Text excerpt
(begin)

WASHINGTON—Of all the upsets that can sour a holiday season—pinched wallets, contaminated toys, sugar overload and overbearing in-laws—is there anything that can dull the spirit like a presidential primary season unfolding in its midst?

    Republicans argue about who can be tougher on immigrants and purer in disdain for anything resembling a tax. Democrats argue about—well, not much, really. That’s the dispiriting part. The Democratic candidates agree broadly on everything from ending the Iraq war to initiating a form of universal health insurance to rolling back the gilded Bush-era tax cuts for the wealthiest. Their argument is about who is more “polarizing,” or hogtied by contentious battles of the past.

    So compelling is this “polarization” argument that it’s migrated to the Republican camp. Mike Huckabee, a former Arkansas governor and Baptist minister who openly advertises himself as a “Christian leader,” uses his religion as a tactic to thwart Mormon Mitt Romney, presented himself in the final Iowa debate among Republicans as—of all things—the un-polarizer. “We are right now a very polarized country, and that polarized country has led to a paralyzed government,” he said.

(end)

Requests
1 - Using the primary-season piece, decide whether each statement agrees with it. Answer yes or no, and quote the deciding words.
(a) The Democratic candidates broadly agree on ending the Iraq war.
(b) Mike Huckabee is a former governor of Texas.
(c) Huckabee said a polarized country has led to a paralyzed government.
2 - In the primary-season piece, which rival does Huckabee use his religion against?
3 - Write the next paragraph of the primary-season piece. Begin right after Huckabee's quoted remark about a paralyzed government.

Records provided
(begin)

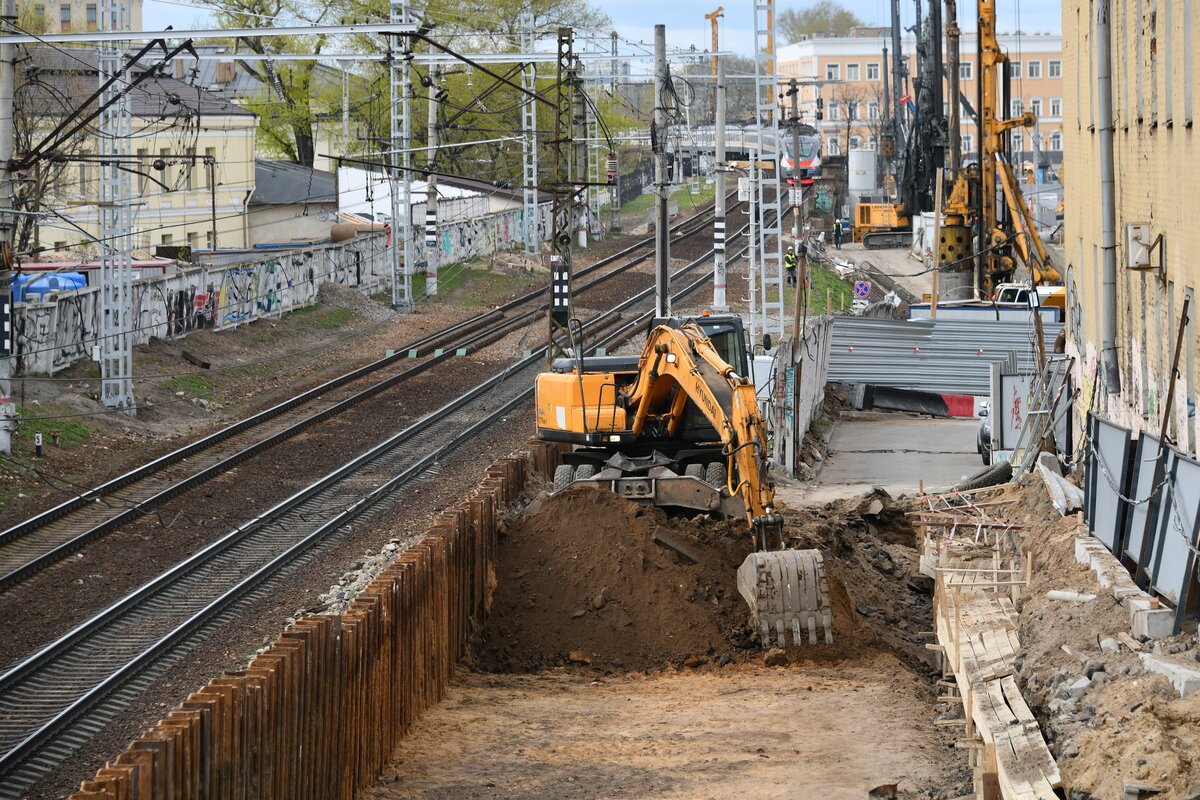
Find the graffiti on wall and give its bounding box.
[14,206,550,374]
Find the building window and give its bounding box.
[158,148,175,192]
[204,148,218,188]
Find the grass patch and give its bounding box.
[162,374,214,397]
[784,266,854,314]
[17,407,91,450]
[312,308,354,330]
[413,266,526,307]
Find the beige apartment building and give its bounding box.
[28,47,258,253]
[20,0,142,34]
[1062,0,1200,455]
[779,28,1063,170]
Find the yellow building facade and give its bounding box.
[1063,0,1200,453]
[28,48,258,254]
[779,28,1063,163]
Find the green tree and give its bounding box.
[778,0,865,42]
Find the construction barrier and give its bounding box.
[72,443,560,800]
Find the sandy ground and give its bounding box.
[826,243,934,297]
[367,657,946,800]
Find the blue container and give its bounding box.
[12,272,88,302]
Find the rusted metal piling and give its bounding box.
[72,443,559,800]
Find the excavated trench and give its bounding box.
[373,486,971,799]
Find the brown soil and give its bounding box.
[988,477,1200,800]
[478,486,932,672]
[480,486,749,672]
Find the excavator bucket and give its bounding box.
[738,549,833,648]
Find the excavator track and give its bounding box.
[863,230,912,249]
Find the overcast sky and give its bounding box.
[143,0,1062,55]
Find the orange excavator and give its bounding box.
[536,315,833,646]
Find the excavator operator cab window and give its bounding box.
[700,321,749,375]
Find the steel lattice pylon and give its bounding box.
[750,0,784,337]
[388,0,413,308]
[521,14,539,255]
[96,0,136,414]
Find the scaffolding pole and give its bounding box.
[388,0,413,311]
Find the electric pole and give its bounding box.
[546,28,578,367]
[713,54,728,311]
[608,31,620,233]
[425,64,440,297]
[787,78,804,247]
[0,0,17,455]
[650,25,671,317]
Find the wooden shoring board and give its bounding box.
[935,571,1062,800]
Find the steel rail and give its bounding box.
[0,220,748,787]
[0,201,724,591]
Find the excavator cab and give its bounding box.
[535,315,833,646]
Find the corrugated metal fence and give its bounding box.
[829,317,1062,396]
[72,443,558,800]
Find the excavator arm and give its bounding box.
[624,323,781,547]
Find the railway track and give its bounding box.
[0,221,753,798]
[0,205,712,591]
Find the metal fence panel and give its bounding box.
[1085,414,1130,553]
[829,317,1062,397]
[1146,447,1200,603]
[1122,433,1158,564]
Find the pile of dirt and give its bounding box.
[994,477,1200,800]
[475,486,932,672]
[478,486,750,672]
[782,489,934,670]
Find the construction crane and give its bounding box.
[940,0,1062,297]
[704,6,725,80]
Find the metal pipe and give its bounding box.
[1096,0,1118,393]
[946,0,962,182]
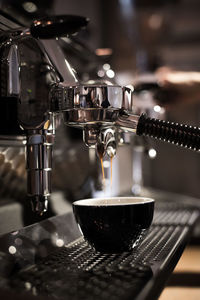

(end)

Answers by task
1 -
(a) Yes: "The Democratic candidates agree broadly on everything from ending the Iraq war"
(b) No: "Mike Huckabee, a former Arkansas governor and Baptist minister"
(c) Yes: "that polarized country has led to a paralyzed government"

2 - Mitt Romney.

3 -
    Honestly, it’s the other way around. The government is paralyzed, but is the country really polarized? Not so much.

    Americans are in remarkable agreement lately on an awful lot. They agree the Iraq war was a mistake, and that the United States should start getting out. They think the economy is lousy and the country is on the wrong track. They want the government to find a way to guarantee health insurance to everyone and they overwhelmingly believe the bipartisan congressional effort to expand the State Children’s Health Insurance Program (SCHIP) is a good idea.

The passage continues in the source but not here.